:: DATASET CONTENT ::
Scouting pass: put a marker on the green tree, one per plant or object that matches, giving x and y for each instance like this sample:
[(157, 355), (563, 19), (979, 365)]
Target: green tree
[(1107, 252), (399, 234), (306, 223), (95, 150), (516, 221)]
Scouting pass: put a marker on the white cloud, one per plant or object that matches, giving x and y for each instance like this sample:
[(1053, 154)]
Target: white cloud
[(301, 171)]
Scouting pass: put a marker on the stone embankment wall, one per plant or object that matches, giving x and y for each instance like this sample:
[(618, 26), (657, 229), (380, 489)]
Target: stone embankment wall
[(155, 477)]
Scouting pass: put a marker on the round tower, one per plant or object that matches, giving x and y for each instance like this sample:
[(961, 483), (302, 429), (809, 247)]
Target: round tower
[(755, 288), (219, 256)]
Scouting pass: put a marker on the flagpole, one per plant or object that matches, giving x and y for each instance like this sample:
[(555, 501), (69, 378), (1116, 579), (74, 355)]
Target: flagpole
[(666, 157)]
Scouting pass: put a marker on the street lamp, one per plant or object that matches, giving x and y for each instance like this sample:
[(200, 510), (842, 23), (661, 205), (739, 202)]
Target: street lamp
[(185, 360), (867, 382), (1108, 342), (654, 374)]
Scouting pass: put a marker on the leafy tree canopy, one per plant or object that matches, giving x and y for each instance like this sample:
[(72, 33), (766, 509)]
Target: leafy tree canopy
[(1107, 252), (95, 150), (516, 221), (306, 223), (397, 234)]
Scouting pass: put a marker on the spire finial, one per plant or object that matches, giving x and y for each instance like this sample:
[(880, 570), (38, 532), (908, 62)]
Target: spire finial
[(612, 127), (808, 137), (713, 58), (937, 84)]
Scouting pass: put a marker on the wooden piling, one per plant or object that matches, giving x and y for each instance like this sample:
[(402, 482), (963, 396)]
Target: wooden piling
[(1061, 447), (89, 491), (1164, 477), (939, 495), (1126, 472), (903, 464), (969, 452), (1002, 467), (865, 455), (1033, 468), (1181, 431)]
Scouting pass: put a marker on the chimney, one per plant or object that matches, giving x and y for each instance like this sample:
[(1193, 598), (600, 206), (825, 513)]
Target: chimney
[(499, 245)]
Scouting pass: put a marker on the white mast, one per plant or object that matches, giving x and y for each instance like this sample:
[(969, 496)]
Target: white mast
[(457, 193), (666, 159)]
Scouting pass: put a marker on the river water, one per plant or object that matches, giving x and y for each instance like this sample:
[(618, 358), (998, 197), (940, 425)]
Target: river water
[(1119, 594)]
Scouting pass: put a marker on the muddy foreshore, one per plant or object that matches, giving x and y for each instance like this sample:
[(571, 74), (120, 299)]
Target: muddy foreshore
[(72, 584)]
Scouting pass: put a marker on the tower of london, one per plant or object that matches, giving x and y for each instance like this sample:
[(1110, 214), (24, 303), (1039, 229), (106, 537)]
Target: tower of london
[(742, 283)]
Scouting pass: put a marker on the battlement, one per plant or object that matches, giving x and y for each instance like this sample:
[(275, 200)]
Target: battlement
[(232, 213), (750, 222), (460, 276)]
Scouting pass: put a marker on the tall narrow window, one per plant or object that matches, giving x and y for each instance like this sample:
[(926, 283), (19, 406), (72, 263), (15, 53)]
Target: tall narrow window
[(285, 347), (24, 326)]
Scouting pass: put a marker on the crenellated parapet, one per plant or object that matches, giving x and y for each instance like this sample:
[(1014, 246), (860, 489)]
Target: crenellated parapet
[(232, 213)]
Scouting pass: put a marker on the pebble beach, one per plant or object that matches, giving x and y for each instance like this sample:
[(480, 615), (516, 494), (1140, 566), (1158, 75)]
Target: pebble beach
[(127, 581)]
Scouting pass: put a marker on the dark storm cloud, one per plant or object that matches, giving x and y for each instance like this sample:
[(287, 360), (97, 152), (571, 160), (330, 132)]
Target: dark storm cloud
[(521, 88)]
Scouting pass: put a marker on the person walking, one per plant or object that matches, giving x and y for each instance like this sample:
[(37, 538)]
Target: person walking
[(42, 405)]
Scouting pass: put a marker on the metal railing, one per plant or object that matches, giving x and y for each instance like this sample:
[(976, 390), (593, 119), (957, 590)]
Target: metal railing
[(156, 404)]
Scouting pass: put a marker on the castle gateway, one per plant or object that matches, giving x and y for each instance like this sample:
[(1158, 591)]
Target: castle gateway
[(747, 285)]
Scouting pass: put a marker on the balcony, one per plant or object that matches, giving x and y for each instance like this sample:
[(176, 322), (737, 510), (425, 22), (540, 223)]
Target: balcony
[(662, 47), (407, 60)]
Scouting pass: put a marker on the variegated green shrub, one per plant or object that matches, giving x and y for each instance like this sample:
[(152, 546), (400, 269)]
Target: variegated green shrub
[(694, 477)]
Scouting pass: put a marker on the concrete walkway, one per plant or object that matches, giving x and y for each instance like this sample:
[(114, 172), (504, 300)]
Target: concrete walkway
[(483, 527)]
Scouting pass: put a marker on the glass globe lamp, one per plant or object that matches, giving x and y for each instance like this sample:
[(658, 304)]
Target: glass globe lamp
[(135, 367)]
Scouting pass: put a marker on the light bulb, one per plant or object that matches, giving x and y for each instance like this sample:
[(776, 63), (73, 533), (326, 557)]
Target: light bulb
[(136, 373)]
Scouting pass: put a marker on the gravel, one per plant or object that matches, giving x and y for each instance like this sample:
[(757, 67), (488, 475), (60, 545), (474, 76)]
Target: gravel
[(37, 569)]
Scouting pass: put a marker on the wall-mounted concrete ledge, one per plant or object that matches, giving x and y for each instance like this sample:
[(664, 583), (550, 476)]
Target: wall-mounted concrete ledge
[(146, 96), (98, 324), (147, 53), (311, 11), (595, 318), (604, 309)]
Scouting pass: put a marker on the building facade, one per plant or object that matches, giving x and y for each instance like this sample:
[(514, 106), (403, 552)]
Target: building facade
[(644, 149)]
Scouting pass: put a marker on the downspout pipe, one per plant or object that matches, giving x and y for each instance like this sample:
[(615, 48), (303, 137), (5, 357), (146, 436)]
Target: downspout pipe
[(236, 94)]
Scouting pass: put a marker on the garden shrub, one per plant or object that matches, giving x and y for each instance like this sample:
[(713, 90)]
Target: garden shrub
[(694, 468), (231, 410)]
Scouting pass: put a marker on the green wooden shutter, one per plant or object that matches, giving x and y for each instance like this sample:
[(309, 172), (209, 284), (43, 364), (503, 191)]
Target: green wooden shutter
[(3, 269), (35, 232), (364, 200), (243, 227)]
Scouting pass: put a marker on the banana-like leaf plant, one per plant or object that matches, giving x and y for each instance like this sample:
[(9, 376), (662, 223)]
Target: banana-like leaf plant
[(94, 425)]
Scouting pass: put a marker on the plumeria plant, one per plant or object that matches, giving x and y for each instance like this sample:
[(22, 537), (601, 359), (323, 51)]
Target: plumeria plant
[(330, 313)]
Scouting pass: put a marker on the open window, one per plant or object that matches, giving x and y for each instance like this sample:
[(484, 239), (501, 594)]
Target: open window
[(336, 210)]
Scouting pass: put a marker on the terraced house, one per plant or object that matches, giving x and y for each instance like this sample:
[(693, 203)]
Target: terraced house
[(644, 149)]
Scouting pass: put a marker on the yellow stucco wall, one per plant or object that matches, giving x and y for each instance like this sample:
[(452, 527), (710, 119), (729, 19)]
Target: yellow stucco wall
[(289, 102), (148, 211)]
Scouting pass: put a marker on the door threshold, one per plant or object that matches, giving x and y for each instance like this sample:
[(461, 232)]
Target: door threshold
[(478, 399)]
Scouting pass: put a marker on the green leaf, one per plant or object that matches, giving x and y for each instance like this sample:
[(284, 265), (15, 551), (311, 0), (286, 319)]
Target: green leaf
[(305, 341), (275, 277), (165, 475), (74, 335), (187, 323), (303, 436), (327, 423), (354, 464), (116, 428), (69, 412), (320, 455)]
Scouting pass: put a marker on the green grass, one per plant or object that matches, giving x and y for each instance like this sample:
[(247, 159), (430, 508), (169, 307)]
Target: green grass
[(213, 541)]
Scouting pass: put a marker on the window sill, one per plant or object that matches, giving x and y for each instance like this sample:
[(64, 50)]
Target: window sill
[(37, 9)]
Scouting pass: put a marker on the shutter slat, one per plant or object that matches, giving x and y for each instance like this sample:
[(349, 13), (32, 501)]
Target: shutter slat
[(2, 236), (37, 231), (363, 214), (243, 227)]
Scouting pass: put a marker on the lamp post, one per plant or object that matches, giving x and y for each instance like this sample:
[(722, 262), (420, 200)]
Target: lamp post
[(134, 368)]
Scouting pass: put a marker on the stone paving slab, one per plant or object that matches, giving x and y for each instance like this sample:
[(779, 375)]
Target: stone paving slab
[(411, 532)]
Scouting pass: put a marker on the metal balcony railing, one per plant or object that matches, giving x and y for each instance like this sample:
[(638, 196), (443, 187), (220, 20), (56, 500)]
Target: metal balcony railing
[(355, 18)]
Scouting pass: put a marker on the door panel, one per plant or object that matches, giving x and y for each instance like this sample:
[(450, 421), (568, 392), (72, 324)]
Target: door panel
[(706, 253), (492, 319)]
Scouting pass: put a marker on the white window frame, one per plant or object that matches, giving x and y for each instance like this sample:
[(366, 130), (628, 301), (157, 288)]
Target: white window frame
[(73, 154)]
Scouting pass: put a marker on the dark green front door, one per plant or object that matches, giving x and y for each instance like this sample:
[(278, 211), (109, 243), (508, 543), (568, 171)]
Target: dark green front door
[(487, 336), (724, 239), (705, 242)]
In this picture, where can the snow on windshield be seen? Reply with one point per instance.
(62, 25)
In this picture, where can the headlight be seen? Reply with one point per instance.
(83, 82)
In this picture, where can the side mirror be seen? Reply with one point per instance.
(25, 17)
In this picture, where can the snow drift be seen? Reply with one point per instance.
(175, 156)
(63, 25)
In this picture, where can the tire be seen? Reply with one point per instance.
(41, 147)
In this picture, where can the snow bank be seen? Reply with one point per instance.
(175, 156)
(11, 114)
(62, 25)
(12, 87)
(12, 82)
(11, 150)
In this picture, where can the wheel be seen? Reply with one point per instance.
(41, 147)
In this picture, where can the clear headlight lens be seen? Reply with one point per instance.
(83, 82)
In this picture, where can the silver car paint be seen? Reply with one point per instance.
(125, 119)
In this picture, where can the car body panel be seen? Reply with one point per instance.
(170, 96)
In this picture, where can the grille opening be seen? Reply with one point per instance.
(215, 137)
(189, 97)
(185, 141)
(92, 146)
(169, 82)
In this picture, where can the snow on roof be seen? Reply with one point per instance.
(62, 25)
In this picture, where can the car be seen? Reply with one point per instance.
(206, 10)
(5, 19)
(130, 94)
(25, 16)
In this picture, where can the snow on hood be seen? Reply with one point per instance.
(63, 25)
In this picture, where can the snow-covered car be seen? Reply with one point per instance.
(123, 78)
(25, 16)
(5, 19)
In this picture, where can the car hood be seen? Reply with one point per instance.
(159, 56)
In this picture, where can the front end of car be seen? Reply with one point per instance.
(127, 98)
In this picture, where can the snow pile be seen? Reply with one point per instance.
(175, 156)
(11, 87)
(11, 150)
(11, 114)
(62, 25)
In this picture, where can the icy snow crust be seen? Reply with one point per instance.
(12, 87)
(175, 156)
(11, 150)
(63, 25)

:: WORK INSTRUCTIONS ::
Go to the line in the material above that contains "Target: green leaf" and copy exactly from there through the line that contains "[(638, 196), (443, 187), (220, 20), (56, 500)]", stopping after it.

:: ANSWER TO THIS EXERCISE ::
Target: green leaf
[(305, 341), (275, 277), (165, 475), (74, 335), (187, 323), (303, 436), (327, 423), (354, 464), (116, 428), (69, 412), (320, 455)]
Scouting pass: put a marker on the green grass, one per plant or object that matches, giving x and y for each instance like this sample:
[(247, 159), (430, 508), (169, 307)]
Target: green grass
[(213, 541)]
Scouting pass: put a marker on the window sill, one per plant or object that matches, giving x and y for each instance like this sample:
[(64, 50)]
Target: window sill
[(37, 9)]
Scouting pass: put a marker on the shutter slat, one per plant or object that matches, giving x and y for each instance like this sample:
[(349, 13), (32, 501)]
Target: shutter slat
[(2, 236), (37, 231), (363, 214), (243, 227)]
Scouting pass: put a marker on the lamp post, one per plant or object that matches, giving x and y for each instance like this sample:
[(722, 262), (420, 200)]
Target: lamp post
[(134, 368)]
Scouting pass: put a marker on the stone paving slab, one per plant or object that matches, giving x and y for each instance like this sample:
[(779, 375)]
Target: stone paving slab
[(411, 532)]
Scouting pass: put a marker on the metal balcony railing, one per plant or object that matches, giving x and y for each instance like this sample:
[(638, 196), (443, 187), (220, 20), (56, 500)]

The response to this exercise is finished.